┌────────
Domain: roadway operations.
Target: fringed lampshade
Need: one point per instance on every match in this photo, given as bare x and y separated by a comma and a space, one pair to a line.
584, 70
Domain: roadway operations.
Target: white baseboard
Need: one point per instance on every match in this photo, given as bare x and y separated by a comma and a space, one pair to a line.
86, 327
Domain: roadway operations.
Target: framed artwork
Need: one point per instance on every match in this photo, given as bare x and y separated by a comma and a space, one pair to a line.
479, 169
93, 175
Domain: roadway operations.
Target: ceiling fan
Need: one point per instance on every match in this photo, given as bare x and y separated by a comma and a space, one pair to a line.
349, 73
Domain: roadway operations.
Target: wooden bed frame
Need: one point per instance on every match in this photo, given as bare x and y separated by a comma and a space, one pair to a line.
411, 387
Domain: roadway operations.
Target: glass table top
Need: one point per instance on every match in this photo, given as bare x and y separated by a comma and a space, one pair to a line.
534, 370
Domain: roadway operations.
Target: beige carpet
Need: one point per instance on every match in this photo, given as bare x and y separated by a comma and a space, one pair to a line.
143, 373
└────────
┌────────
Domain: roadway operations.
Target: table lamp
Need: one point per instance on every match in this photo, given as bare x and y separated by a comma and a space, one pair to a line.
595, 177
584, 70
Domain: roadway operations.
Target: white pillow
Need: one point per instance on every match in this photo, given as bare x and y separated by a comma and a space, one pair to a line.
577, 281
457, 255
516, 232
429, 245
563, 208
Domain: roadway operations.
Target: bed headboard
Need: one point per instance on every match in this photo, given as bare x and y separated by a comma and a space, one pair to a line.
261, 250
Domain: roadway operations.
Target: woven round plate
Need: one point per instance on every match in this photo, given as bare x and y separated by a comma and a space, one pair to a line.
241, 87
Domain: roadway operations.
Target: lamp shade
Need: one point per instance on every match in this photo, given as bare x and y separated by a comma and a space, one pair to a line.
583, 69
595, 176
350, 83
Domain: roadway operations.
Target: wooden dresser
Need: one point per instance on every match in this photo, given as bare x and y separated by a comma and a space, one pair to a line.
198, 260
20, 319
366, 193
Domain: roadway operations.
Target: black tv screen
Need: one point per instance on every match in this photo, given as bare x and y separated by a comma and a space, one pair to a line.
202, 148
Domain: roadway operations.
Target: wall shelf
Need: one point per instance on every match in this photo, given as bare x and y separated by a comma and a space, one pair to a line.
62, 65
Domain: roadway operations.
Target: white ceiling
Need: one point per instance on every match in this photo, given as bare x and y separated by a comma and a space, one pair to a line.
└────────
● **YOUR ASSIGNMENT**
Lines holding the word "white" are the answer; copy every one from the records above.

● **ANSWER TO THIS TASK**
Target: white baseboard
Target: white pillow
Target: white ceiling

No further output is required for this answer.